• _WHAT IS BEING ASKED_
Please write out again the stretch from the line containing "of the maroon" through the line containing "[(188, 722)]", substituting "Points" for "Pins" and leaving everything else unchanged.

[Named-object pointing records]
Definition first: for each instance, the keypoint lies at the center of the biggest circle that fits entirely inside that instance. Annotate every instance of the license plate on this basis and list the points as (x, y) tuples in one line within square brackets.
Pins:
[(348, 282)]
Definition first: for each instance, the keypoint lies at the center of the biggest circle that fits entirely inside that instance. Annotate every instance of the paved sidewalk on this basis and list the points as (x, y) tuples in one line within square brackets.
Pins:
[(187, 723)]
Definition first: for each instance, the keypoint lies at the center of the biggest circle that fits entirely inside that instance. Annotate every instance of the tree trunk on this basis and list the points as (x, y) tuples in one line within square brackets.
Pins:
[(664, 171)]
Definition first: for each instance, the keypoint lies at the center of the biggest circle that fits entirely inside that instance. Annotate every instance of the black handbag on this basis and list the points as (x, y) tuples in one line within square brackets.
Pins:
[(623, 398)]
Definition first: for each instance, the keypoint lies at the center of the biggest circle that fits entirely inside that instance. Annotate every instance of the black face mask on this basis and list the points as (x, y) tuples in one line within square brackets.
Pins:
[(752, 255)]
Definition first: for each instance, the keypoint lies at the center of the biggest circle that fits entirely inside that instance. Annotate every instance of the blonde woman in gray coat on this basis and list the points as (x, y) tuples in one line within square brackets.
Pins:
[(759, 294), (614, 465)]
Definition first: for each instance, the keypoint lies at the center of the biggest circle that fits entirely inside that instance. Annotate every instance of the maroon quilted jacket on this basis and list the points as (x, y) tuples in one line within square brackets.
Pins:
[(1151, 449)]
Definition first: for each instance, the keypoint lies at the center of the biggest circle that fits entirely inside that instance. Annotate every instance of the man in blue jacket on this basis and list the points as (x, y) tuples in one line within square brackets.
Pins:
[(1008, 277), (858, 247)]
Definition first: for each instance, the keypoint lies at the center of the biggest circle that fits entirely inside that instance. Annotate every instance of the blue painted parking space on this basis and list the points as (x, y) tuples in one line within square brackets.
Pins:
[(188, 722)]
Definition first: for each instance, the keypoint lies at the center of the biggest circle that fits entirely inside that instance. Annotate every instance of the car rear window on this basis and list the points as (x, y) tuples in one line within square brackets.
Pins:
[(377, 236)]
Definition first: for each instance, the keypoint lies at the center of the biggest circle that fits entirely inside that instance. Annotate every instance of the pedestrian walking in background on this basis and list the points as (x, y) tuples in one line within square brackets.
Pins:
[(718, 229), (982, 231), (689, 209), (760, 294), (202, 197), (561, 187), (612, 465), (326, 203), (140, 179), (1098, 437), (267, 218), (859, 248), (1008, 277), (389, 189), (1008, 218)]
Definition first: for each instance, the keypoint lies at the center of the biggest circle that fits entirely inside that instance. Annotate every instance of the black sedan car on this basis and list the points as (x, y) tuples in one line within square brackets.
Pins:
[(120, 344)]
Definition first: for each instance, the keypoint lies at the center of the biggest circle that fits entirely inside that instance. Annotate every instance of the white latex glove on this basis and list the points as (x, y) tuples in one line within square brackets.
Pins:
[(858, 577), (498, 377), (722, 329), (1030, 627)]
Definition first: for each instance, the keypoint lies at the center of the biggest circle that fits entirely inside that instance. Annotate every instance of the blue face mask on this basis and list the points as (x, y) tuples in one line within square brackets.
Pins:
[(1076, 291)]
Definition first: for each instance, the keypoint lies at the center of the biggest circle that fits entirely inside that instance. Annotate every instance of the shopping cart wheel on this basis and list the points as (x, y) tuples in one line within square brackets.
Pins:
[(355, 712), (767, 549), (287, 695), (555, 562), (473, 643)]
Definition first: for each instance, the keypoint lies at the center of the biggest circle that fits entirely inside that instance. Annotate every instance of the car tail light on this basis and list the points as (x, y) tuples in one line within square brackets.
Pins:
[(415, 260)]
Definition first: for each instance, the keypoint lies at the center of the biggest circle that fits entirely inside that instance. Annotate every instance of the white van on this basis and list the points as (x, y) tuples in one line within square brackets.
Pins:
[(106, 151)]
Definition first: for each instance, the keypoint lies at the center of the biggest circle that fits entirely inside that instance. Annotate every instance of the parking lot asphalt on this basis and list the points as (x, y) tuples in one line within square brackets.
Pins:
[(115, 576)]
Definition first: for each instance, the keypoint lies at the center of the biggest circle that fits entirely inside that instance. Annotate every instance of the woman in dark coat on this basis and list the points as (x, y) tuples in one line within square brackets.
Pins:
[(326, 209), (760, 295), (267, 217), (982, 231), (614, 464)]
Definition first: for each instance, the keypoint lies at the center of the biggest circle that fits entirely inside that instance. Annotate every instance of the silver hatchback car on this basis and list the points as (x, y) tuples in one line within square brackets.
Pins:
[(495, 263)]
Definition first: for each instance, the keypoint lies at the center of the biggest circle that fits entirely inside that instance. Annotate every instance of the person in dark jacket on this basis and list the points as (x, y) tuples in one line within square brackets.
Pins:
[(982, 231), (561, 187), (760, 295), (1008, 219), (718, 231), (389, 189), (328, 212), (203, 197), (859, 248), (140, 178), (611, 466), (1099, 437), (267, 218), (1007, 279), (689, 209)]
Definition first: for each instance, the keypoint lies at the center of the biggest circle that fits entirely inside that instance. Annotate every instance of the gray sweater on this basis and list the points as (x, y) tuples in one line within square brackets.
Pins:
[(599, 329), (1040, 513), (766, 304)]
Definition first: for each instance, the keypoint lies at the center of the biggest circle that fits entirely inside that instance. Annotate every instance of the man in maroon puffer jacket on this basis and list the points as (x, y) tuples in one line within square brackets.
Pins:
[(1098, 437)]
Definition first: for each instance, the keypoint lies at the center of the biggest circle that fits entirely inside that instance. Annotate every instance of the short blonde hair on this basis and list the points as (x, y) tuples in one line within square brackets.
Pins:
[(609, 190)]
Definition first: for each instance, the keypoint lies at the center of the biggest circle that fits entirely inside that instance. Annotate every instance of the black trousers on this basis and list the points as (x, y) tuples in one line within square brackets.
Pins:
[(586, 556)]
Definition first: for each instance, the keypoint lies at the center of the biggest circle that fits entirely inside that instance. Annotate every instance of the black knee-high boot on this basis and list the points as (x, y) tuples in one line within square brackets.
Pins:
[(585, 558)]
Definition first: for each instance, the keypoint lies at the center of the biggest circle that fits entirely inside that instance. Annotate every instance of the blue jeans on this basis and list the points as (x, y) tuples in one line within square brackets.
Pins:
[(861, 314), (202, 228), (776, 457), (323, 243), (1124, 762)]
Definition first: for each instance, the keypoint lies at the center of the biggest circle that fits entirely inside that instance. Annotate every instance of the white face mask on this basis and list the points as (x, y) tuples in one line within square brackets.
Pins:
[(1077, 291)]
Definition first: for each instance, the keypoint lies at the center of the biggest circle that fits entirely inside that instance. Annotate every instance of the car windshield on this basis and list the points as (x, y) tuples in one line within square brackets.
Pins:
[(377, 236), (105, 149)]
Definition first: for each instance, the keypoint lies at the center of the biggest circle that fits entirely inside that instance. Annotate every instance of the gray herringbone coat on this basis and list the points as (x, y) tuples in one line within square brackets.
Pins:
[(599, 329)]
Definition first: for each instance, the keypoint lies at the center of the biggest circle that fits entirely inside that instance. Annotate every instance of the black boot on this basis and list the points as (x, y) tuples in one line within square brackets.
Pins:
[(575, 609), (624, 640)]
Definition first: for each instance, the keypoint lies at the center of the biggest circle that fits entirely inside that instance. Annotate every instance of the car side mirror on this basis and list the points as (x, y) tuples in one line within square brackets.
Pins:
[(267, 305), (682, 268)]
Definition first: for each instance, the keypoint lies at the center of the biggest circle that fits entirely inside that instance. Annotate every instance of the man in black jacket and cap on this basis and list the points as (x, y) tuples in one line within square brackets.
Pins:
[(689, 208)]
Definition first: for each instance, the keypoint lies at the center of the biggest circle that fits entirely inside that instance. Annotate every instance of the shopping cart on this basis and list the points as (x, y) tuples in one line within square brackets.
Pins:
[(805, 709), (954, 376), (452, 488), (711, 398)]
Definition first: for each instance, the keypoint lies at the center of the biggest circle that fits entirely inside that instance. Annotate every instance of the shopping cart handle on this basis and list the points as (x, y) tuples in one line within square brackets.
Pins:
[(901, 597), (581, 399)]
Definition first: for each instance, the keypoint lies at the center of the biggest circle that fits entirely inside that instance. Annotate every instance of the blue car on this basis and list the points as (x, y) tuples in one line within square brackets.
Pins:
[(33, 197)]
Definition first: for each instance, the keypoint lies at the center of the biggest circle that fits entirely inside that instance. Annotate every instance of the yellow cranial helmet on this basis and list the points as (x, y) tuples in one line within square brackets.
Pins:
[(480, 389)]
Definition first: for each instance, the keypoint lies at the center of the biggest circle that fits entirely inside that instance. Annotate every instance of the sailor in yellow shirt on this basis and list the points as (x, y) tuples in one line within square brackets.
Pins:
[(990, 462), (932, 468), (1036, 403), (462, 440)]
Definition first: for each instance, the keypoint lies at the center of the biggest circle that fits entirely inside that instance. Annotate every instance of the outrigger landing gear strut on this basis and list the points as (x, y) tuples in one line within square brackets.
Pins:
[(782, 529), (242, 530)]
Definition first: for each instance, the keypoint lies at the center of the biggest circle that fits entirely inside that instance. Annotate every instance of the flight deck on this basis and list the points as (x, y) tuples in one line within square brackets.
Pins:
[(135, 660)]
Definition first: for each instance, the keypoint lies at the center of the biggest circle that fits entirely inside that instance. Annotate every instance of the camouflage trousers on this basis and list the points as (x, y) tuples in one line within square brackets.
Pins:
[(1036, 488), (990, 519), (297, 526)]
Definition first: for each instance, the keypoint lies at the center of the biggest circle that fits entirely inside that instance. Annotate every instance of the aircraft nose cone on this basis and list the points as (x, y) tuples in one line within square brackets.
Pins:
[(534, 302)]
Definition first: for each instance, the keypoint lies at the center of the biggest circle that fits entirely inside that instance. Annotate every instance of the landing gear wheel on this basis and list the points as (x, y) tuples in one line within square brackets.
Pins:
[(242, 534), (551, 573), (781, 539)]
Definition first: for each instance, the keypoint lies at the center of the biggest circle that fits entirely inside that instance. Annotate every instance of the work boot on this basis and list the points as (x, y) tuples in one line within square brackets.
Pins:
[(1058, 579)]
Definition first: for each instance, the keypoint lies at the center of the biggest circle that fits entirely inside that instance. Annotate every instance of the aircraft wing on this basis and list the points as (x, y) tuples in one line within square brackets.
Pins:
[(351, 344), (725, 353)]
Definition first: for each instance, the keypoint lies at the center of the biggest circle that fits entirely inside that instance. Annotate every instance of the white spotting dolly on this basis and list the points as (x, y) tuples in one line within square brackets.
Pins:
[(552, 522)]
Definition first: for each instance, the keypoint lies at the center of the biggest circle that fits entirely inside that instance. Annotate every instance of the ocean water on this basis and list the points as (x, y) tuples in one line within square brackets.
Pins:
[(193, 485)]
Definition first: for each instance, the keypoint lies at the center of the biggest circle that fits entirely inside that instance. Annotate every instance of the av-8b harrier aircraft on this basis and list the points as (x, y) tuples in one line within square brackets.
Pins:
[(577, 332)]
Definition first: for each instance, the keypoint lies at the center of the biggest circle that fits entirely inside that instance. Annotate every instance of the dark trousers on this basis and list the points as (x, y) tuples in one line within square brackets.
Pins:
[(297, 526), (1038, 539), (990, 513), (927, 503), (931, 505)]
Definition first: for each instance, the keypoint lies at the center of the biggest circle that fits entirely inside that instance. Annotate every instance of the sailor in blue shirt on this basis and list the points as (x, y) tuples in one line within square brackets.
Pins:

• _SOLUTION TO THIS EXERCISE_
Definition first: for each instance, the keypoint lies at the center of the biggest circle that fits entirely inside that instance. Annotate every instance of the maroon quilted jacket on this basis and list the points as (x, y) tuples in one line within square brackets.
Points:
[(1151, 449)]
Definition first: for each instance, the keypoint lies at the center of the biggest circle that fits entirely inside that instance. Annotate every instance of the man in blue jacket on this basis and list the points as (x, y) tuples in one line within square brackets.
Points:
[(1008, 277), (858, 247)]
Definition first: for each instance, the keypoint lies at the center of the biggest circle that fits entirely inside that instance. Annotate every instance of the blue painted parking space on this basis and list the points as (x, y) tuples in one line within square brackets.
Points:
[(188, 722)]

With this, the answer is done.